• **WHAT THE TASK ASKS**: Rewrite each row below, replacing "boulder" with "rock" and leaving the rest unchanged.

....................

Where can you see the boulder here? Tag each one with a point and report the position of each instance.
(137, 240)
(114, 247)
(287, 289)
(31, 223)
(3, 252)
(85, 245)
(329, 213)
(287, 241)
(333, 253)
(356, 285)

....................

• **RESPONSE BELOW**:
Where can you see the rock here? Tag each one with a point and report the position of each instance.
(137, 240)
(114, 247)
(287, 289)
(31, 223)
(3, 252)
(85, 245)
(329, 213)
(287, 241)
(333, 253)
(356, 285)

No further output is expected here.